- Extrait du document -
■ ■ ■

Contrairement à l’image classique d’un festin chaotique –on a tous en tête le sort de la malheureuse vache de Jurassic Park descendue dans l’enclos des raptors– les requins dormeurs du Pacifique se sont montrés étonnamment civilisés. Les vidéos montrent un comportement discipliné, les individus en train de se nourrir cédant leur place à ceux arrivant derrière eux. Un comportement hiérarchique rare chez les grands prédateurs, qui suggère une stratégie de survie adaptée à la vie en groupe, même dans les profondeurs extrêmes.
Une pouponnière à requins insoupçonnée?
Autre observation fascinante: les requins semblent rétracter leurs yeux pendant qu’ils mangent. Un mouvement absent chez la plupart des autres spécimens de cette famille, qui serait en fait un geste de protection, car ils ne possèdent pas de membrane nictitante (la fameuse «troisième paupière» qu’on peut retrouver chez les chats, mais aussi chez certains requins).
Les vidéos montrent également la présence de parasites (à l’image des petits crustacés appelés copépodes) sur certains requins, un phénomène déjà documenté chez leurs cousins du Groenland. D’autres espèces, comme des poissons-limaces et de nombreux amphipodes des grands fonds, ont également profité du banquet improvisé.

■ ■ ■

- Consignes -
a - Pouvez-vous reprendre mot pour mot le passage de l'extrait sur les requins dormeurs qui commence aux mots « Autre observation fascinante: les » et s'arrête après « du banquet improvisé. »?
b - Quels animaux autres que les requins l'extrait sur les requins dormeurs nomme-t-il?
c - Pouvez-vous rédiger la suite de l'extrait sur les requins dormeurs, en partant de sa dernière phrase?
Ces lignes n'ont aucun lien avec l'extrait sur les requins dormeurs.

■ ■ ■

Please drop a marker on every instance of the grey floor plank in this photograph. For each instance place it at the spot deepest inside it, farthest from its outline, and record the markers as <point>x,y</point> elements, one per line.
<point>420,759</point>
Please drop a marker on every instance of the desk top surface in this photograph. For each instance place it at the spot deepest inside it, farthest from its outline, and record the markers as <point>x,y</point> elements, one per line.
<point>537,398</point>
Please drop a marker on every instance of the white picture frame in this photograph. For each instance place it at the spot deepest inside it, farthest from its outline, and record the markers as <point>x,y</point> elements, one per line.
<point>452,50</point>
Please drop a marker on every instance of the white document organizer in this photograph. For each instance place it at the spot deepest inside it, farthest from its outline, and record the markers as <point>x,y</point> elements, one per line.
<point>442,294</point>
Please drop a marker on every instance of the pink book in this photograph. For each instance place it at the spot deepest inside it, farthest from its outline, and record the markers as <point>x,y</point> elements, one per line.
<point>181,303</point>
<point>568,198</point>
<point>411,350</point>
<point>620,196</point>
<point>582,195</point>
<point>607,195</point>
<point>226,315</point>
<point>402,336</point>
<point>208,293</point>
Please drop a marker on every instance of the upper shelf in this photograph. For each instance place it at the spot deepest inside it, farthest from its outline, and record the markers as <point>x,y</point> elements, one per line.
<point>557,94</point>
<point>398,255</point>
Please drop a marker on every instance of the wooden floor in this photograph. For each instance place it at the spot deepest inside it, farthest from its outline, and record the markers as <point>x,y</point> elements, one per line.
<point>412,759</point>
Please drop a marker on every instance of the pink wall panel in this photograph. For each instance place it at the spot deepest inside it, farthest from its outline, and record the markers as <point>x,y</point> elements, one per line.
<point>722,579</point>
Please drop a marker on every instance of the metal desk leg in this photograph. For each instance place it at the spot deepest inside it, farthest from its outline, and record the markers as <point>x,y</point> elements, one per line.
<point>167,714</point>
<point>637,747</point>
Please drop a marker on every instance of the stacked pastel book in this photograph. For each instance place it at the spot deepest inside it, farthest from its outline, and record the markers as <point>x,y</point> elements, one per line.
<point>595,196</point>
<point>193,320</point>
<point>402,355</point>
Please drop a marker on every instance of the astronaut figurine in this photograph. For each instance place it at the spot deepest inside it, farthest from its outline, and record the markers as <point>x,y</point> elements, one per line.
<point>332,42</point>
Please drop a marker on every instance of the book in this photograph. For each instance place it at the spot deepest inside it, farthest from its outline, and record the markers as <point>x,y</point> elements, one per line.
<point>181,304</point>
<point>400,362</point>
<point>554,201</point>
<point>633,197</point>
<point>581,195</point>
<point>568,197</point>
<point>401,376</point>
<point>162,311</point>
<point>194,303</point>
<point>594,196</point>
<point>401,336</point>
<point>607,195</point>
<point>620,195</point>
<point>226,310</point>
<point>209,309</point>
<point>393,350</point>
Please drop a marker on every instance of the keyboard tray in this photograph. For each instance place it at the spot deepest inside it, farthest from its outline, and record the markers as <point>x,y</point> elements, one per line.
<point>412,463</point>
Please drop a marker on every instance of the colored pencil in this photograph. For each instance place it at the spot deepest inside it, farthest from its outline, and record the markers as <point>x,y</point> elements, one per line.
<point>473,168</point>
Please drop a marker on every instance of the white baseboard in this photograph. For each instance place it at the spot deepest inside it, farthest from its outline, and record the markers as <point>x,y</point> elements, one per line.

■ ■ ■

- Corrigé -
a -
Autre observation fascinante: les requins semblent rétracter leurs yeux pendant qu’ils mangent. Un mouvement absent chez la plupart des autres spécimens de cette famille, qui serait en fait un geste de protection, car ils ne possèdent pas de membrane nictitante (la fameuse «troisième paupière» qu’on peut retrouver chez les chats, mais aussi chez certains requins).
Les vidéos montrent également la présence de parasites (à l’image des petits crustacés appelés copépodes) sur certains requins, un phénomène déjà documenté chez leurs cousins du Groenland. D’autres espèces, comme des poissons-limaces et de nombreux amphipodes des grands fonds, ont également profité du banquet improvisé.

b - La vache, les raptors, les chats, les copépodes, les poissons-limaces et les amphipodes des grands fonds.

c -
La découverte de ces requins dormeurs dans la mer de Chine méridionale soulève de nombreuses questions: S’agit-il d’une extension récente de leur aire de répartition, ou bien étaient-ils simplement passés inaperçus jusqu’ici? Que mangent ces géants dans les profondeurs quand l’homme n’est pas là pour leur servir des carcasses de vache? La région pourrait-elle servir de «pouponnière» pour les femelles, comme c’est le cas pour d’autres espèces de grands requins?
Les chercheurs espèrent que ces images inédites permettront de mieux comprendre la biologie et l’écologie de ces prédateurs discrets, dont la survie est menacée par la pêche et les bouleversements climatiques. L’étude, publiée dans la revue Ocean-Land-Atmosphere Research, marque une avancée majeure dans la connaissance de la vie abyssale, encore trop méconnue.